What you are asked to do
Please pull out every line below that contains the word "face", matching case exactly.

— BEGIN Supplied records —

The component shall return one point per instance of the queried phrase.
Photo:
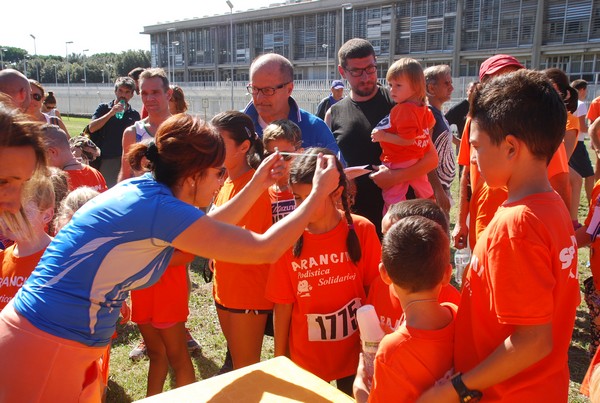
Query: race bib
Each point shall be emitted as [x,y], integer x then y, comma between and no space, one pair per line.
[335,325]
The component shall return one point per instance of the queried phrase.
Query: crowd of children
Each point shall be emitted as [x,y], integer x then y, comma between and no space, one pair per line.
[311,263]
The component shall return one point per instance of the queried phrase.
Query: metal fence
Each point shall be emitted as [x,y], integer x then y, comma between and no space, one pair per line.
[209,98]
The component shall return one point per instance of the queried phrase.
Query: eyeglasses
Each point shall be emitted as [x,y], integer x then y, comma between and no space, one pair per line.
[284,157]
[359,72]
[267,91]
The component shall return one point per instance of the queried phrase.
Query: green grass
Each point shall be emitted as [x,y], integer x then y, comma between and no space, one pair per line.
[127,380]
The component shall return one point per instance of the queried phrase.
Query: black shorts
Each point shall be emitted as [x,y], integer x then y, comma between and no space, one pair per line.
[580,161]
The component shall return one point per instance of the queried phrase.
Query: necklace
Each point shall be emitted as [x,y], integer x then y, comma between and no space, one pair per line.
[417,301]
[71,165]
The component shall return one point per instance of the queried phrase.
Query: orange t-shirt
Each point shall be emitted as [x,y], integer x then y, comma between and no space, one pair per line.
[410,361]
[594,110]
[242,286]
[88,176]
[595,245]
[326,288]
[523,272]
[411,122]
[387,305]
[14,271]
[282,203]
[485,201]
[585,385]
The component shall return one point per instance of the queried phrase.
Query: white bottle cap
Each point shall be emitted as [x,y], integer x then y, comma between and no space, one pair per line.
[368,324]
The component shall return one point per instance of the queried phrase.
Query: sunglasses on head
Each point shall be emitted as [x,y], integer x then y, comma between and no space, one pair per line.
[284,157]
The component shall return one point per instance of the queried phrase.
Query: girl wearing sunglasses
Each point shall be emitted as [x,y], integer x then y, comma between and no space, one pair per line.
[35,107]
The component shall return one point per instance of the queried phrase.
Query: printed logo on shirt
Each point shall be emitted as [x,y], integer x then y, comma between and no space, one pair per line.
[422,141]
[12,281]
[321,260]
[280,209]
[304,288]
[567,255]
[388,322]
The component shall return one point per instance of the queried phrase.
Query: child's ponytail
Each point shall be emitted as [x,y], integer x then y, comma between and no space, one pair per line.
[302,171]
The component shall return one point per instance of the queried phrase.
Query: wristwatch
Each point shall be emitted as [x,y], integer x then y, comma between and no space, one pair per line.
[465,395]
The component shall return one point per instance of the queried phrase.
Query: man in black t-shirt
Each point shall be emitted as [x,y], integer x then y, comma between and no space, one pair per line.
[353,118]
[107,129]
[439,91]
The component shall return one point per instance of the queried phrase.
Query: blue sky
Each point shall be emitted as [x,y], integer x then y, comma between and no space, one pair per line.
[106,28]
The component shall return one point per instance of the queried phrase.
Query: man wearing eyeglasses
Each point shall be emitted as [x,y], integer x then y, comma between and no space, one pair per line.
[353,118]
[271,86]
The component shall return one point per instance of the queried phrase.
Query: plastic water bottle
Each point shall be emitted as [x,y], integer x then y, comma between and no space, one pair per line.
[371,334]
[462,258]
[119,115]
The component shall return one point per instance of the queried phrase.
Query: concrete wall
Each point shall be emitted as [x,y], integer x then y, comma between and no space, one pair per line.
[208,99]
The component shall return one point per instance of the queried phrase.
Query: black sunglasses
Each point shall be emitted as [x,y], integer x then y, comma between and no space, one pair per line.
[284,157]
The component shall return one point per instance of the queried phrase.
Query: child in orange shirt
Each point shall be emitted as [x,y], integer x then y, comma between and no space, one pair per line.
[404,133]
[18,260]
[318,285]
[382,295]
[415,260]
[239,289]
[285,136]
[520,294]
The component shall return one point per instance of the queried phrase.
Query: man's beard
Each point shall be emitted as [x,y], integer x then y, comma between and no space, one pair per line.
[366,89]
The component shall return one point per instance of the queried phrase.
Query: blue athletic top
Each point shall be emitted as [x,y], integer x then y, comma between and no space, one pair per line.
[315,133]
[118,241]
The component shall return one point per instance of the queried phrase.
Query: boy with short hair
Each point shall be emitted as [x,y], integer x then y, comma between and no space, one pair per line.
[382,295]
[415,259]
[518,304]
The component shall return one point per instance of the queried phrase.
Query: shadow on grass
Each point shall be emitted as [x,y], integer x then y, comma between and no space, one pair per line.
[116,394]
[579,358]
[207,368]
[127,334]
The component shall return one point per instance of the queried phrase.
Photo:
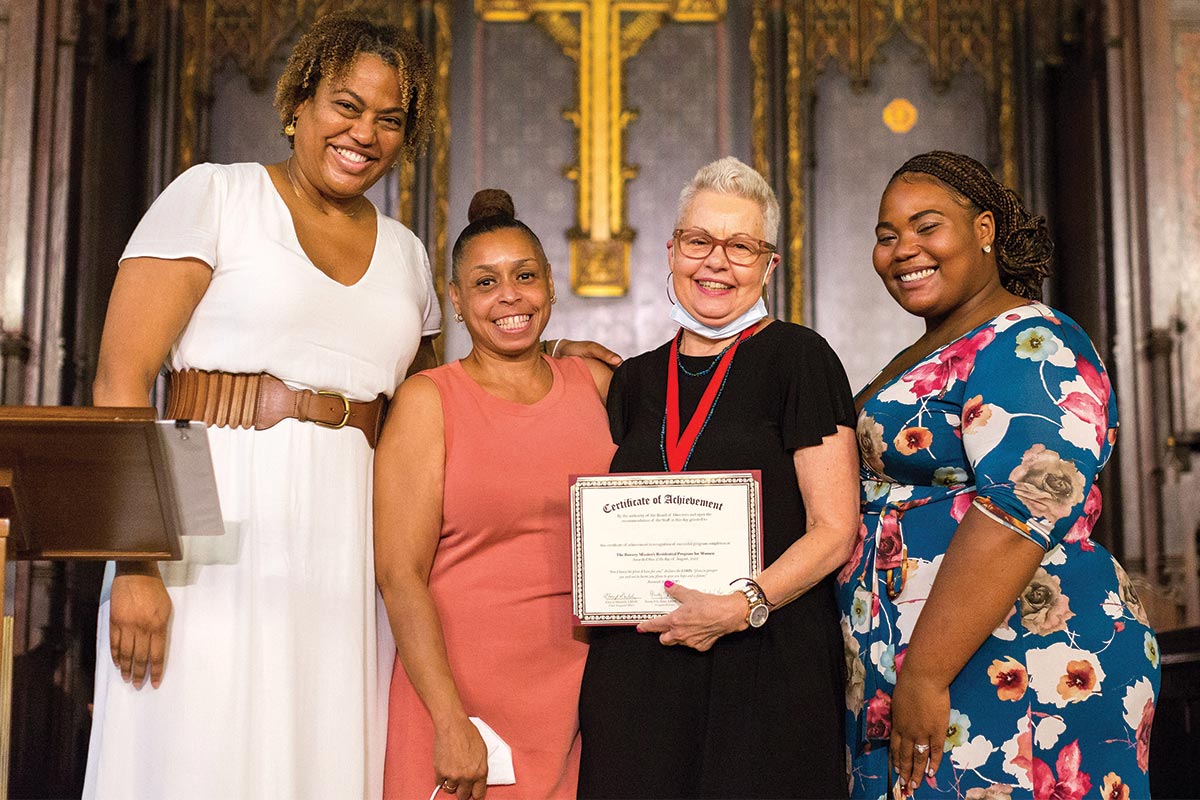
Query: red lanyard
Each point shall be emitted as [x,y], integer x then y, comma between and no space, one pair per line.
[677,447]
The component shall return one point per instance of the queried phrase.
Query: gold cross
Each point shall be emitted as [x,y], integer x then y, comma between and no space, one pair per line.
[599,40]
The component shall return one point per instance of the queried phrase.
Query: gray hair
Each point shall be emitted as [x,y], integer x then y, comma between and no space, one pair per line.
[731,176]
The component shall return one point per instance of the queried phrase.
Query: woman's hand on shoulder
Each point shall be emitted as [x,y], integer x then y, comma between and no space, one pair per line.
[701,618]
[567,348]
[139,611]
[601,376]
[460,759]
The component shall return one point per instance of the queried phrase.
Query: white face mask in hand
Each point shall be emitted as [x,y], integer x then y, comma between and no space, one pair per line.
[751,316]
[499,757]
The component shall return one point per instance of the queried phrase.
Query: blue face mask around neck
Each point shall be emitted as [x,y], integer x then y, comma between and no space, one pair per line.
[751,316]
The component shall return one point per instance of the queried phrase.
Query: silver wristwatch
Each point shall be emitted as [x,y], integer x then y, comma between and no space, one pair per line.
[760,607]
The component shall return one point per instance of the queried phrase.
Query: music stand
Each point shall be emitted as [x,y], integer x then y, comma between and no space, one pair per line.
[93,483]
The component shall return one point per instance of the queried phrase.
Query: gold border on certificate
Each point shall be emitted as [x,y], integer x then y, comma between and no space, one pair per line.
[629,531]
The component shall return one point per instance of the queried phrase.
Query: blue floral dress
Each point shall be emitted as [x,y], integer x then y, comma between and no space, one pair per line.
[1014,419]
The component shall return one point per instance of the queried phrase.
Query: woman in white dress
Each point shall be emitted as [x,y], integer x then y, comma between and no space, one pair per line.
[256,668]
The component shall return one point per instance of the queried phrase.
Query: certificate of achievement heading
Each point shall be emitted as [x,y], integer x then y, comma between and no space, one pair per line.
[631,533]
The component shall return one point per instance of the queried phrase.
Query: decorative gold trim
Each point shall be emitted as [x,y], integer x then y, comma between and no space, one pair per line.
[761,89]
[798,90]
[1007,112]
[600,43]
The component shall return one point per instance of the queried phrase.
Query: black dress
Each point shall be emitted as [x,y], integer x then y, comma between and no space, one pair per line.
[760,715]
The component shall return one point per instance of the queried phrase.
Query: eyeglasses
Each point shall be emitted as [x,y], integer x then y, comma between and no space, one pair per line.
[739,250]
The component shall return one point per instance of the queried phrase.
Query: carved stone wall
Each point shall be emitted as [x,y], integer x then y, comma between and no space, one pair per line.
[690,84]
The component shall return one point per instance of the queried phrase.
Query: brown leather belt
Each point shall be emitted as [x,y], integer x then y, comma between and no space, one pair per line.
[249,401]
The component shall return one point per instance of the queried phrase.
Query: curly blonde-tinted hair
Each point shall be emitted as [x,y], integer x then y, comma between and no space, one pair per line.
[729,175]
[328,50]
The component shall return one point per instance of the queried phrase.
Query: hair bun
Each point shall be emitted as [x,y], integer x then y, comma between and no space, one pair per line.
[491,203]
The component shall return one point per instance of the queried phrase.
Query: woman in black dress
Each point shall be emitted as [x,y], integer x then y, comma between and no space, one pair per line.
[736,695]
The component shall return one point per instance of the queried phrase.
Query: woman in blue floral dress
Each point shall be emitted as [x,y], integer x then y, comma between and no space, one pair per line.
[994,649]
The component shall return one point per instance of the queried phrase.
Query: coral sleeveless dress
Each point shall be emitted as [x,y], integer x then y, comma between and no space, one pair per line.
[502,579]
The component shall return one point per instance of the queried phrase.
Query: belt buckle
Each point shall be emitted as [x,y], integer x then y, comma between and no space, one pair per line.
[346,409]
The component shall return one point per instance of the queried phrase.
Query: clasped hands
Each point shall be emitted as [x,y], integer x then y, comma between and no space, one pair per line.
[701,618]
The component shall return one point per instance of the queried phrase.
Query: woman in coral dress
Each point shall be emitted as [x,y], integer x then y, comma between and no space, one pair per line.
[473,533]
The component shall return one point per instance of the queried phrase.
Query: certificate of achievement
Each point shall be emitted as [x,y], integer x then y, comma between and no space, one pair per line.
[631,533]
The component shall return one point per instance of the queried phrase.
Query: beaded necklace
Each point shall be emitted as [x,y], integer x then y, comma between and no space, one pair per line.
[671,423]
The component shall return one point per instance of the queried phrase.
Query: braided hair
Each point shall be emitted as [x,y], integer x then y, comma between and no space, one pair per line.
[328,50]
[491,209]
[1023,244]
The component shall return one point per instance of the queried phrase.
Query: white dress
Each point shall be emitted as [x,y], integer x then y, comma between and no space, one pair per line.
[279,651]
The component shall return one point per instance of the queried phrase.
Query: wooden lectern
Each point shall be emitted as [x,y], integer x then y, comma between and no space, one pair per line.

— END Supplied records —

Result
Query: white face mask in hand
Query: blue face mask around neck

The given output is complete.